**Selection**
Its useful to have more than just simple corpus statistics about a word, but also vectorizable data about the *information* embedded within a word. Context-Free Grammars are a method used to generate "part of speech" (POS) tags which can help make vectorizing this dimension of lanugage possible. Its important to note that when discussing CFGs we are speaking in regard to *syntax* as shown above.  

A parse tree is generated by applying a senteance to a CFG that has been manually generated.

consider the following sentence: 

***"While hunting in Africa, I shot an elephant in my pajamas. How he got into my pajamas, I don't know."***

A grammar can be written for this sentence that provids multiple valid POS tag formats

- **S -> NP VP** A sentence (S) consists of a Noun Phrase (NP) followed by a Verb Phrase (VP).

[Pointing dataset records]
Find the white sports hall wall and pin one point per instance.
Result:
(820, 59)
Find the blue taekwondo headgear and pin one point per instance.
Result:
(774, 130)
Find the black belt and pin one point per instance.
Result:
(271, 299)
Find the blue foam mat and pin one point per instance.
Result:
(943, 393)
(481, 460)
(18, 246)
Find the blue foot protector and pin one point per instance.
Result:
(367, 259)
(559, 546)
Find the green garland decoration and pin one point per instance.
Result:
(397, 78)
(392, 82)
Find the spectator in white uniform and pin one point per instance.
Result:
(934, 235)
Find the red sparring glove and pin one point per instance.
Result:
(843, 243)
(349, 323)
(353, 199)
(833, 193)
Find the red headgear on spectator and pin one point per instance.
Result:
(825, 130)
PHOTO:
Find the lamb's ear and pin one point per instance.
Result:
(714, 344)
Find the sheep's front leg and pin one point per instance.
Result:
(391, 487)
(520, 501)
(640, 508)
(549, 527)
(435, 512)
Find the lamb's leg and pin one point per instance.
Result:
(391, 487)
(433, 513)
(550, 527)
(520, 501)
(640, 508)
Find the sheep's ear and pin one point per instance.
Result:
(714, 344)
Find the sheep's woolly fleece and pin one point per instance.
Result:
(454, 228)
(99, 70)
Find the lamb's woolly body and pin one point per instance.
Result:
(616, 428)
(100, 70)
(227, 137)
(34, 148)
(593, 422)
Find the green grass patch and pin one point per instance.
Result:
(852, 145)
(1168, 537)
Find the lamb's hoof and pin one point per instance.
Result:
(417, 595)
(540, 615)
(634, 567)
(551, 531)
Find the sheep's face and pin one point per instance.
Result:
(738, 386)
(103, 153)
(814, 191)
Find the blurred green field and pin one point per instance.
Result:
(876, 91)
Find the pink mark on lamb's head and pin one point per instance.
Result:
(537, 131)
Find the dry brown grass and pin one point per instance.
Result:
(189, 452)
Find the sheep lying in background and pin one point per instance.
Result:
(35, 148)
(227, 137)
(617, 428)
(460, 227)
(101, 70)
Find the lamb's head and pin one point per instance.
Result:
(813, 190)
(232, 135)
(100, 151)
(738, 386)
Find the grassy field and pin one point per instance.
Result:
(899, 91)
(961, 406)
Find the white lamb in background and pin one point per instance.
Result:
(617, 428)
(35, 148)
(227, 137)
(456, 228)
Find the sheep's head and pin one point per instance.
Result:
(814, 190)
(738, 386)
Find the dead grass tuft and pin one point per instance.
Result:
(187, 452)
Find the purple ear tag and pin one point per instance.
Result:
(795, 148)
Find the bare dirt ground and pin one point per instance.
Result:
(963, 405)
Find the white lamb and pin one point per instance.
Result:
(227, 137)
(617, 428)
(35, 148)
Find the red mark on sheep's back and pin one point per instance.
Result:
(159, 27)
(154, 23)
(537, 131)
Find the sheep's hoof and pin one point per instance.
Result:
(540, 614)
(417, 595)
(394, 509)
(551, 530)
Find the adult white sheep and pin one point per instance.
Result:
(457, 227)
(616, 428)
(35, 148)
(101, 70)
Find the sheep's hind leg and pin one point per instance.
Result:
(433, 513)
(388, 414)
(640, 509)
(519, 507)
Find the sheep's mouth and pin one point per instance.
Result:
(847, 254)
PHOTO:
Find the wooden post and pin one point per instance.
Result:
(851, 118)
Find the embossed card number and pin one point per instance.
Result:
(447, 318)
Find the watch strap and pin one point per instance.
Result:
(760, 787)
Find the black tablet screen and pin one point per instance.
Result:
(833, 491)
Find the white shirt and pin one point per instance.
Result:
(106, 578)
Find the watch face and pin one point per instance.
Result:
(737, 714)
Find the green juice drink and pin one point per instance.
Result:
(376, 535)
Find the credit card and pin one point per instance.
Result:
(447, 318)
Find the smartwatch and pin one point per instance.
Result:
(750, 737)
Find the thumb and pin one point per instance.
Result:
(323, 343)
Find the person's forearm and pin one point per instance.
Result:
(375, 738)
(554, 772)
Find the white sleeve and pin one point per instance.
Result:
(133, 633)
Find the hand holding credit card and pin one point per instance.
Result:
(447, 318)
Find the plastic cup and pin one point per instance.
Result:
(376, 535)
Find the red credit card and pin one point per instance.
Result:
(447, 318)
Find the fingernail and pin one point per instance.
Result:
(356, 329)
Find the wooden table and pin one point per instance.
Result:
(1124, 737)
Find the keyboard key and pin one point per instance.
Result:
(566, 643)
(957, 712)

**Instructions**
a) List every abbreviation that the passage on context-free grammars introduces in parentheses, each with the words it stands for.
b) Please output the passage on context-free grammars word for word, everything from "Its useful to" down to "been manually generated.".

**Responses per task**
a)
- POS: part of speech
- S: sentence
- NP: Noun Phrase
- VP: Verb Phrase

b)
Its useful to have more than just simple corpus statistics about a word, but also vectorizable data about the *information* embedded within a word. Context-Free Grammars are a method used to generate "part of speech" (POS) tags which can help make vectorizing this dimension of lanugage possible. Its important to note that when discussing CFGs we are speaking in regard to *syntax* as shown above.  

A parse tree is generated by applying a senteance to a CFG that has been manually generated.